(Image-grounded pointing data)
▼
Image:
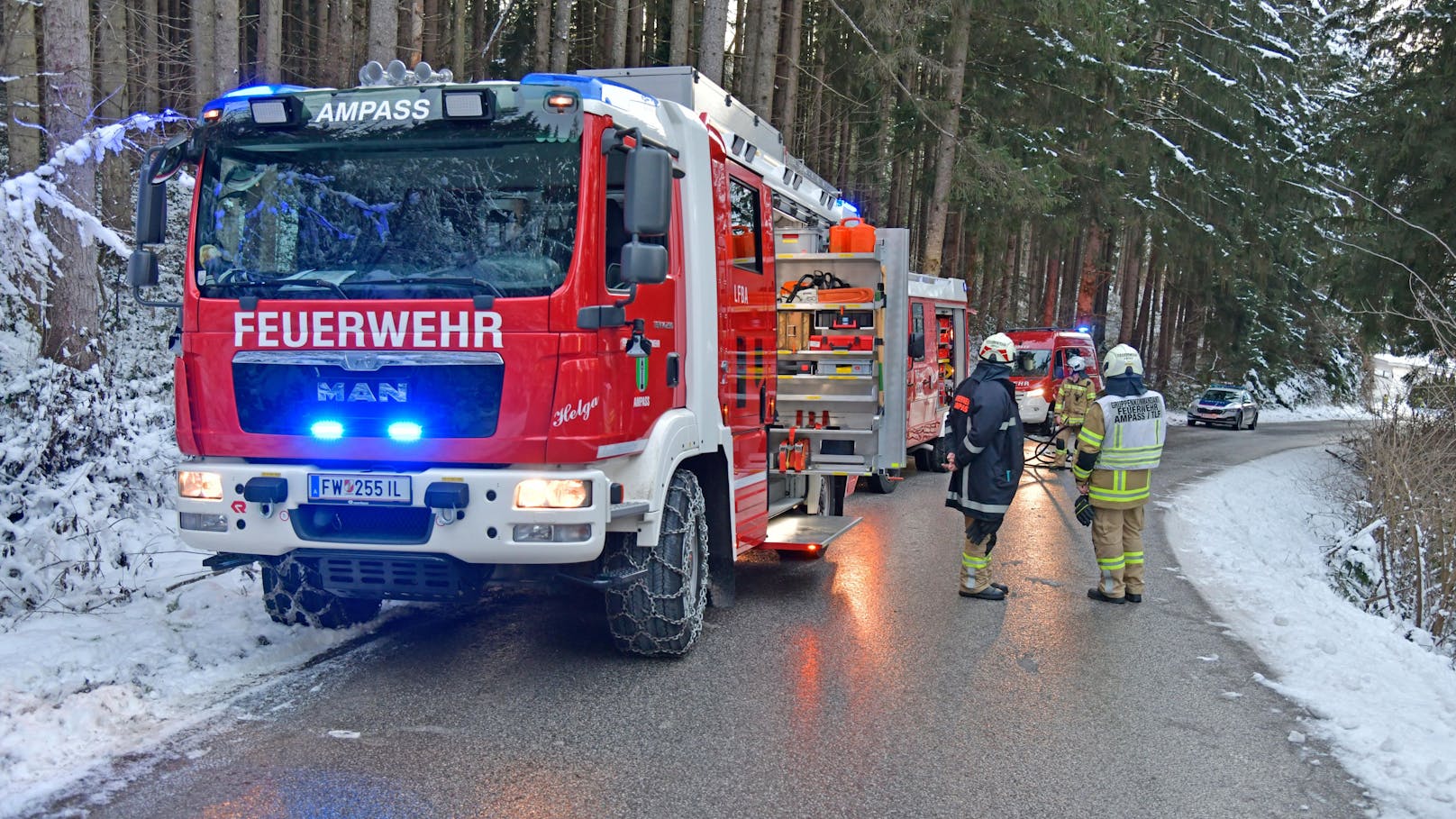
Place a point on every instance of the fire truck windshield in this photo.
(387, 217)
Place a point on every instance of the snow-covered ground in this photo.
(77, 689)
(1387, 705)
(1273, 414)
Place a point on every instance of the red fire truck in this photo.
(435, 331)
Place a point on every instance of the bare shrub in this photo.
(1404, 561)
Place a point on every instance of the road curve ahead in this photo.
(855, 687)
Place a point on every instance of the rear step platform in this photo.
(807, 532)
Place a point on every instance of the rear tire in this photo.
(661, 614)
(881, 484)
(293, 595)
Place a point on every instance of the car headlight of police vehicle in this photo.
(200, 486)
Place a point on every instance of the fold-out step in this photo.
(807, 532)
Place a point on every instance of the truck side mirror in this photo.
(642, 262)
(141, 268)
(648, 191)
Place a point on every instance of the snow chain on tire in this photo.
(293, 595)
(661, 613)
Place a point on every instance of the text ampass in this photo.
(364, 331)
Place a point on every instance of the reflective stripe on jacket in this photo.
(1125, 449)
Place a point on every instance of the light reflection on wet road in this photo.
(860, 686)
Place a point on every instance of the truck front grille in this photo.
(278, 396)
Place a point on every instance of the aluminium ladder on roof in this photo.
(751, 139)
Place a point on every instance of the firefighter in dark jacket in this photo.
(987, 460)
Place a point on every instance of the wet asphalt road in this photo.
(860, 686)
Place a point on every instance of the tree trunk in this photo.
(111, 70)
(269, 38)
(1049, 305)
(1165, 337)
(146, 26)
(678, 34)
(945, 143)
(787, 72)
(205, 51)
(637, 26)
(1132, 283)
(383, 30)
(70, 331)
(414, 32)
(763, 60)
(1087, 287)
(341, 42)
(617, 34)
(713, 40)
(560, 37)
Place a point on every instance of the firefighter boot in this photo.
(976, 571)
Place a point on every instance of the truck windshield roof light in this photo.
(405, 432)
(326, 430)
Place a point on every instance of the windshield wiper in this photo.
(280, 283)
(447, 280)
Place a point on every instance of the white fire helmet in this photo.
(999, 349)
(1122, 360)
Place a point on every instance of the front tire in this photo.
(661, 613)
(293, 595)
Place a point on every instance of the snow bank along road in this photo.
(853, 687)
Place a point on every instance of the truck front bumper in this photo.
(488, 528)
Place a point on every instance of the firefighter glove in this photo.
(1084, 507)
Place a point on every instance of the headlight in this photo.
(552, 495)
(200, 486)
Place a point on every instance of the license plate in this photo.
(363, 488)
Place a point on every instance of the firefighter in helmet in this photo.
(1075, 396)
(987, 460)
(1120, 445)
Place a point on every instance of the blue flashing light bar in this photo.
(405, 432)
(588, 87)
(326, 430)
(250, 92)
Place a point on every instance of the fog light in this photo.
(538, 493)
(532, 532)
(200, 486)
(200, 522)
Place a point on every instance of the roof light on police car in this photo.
(560, 101)
(269, 111)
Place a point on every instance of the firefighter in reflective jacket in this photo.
(1073, 398)
(1118, 446)
(987, 460)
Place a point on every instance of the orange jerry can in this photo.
(852, 235)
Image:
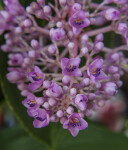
▲
## Your instructions
Would you restate the records above word for word and exclude the pictures?

## Response area
Image:
Place a point on every instance of the fire truck windshield in this photo.
(387, 217)
Place a point on every instance of the snow-covered ground in this photo.
(77, 689)
(1387, 705)
(1273, 414)
Place a point on every instance of the red fire truck in this photo.
(435, 331)
Place a point on every instance of the bare shrub in this photo.
(1404, 561)
Place a point on every instance of the road curve ahead in this photo.
(855, 687)
Place a point on every instance of the rear step platform in this photo.
(807, 532)
Place a point on every instance of the rear tire in this photo.
(661, 614)
(881, 484)
(293, 595)
Place a point on every instance of the car headlight of police vehicle in this photo.
(200, 486)
Place a point on every instance of the fold-out step in this photo.
(807, 532)
Place a point on every instance of the truck side mirror in this photo.
(642, 262)
(141, 268)
(648, 191)
Place a point on every instance of the snow chain on tire in this photo.
(293, 595)
(661, 613)
Place a point on every instance of the text ampass in this photo.
(364, 331)
Place a point on every instance of the reflective stripe on jacket in this photo.
(1125, 449)
Place a point on every instance of the light reflection on wet road in this photo.
(860, 686)
Place a point on every instance of the truck front grille in this photo.
(278, 396)
Place a point on every instance of the aluminium ladder on roof in this photo.
(751, 139)
Place a point on every instance of the firefighter in dark jacket in this photo.
(987, 460)
Place a point on every instance of the wet asphalt road in this photo.
(860, 686)
Place a point on every instance of the tree trunk in this photo.
(111, 70)
(269, 38)
(1049, 305)
(1165, 337)
(146, 26)
(678, 34)
(945, 143)
(787, 72)
(205, 51)
(637, 26)
(1132, 283)
(383, 30)
(70, 331)
(414, 32)
(763, 60)
(1087, 287)
(341, 42)
(617, 34)
(713, 40)
(560, 37)
Place a point on every instance of the firefighter boot in this photo.
(976, 571)
Place a point on every instance of the truck windshield roof light in this photo.
(405, 432)
(326, 430)
Place a point on every instance of the windshield wiper in this photo.
(280, 283)
(447, 280)
Place a point on every instance of the white fire helmet in this photo.
(999, 349)
(1122, 360)
Place a point on every instance of the front tire in this photo.
(661, 613)
(293, 595)
Place a point on every instance of the snow bank along road in this photo.
(853, 687)
Place a point on every instance of the truck front bumper in this photo.
(488, 528)
Place a point on every instance of the firefighter glove in this photo.
(1084, 507)
Place a point on every instance of the headlight in this photo.
(552, 495)
(200, 486)
Place a point on every instance of the license plate in this photo.
(363, 488)
Place a point on every instance of the firefighter in helmet in this photo.
(1075, 396)
(987, 460)
(1120, 445)
Place a point on every instance of the blue flashing light bar in this photo.
(405, 432)
(588, 87)
(326, 430)
(250, 92)
Place a point on every instance of the fog light in this photo.
(538, 493)
(532, 532)
(200, 486)
(200, 522)
Place a point on every instance of the roof light on police car in this photo.
(560, 101)
(269, 111)
Place a point on every instance of the firefighter in reflective jacket in this photo.
(1073, 398)
(1118, 446)
(987, 460)
Place a point on every instance of the orange jerry can in this photo.
(852, 235)
Image:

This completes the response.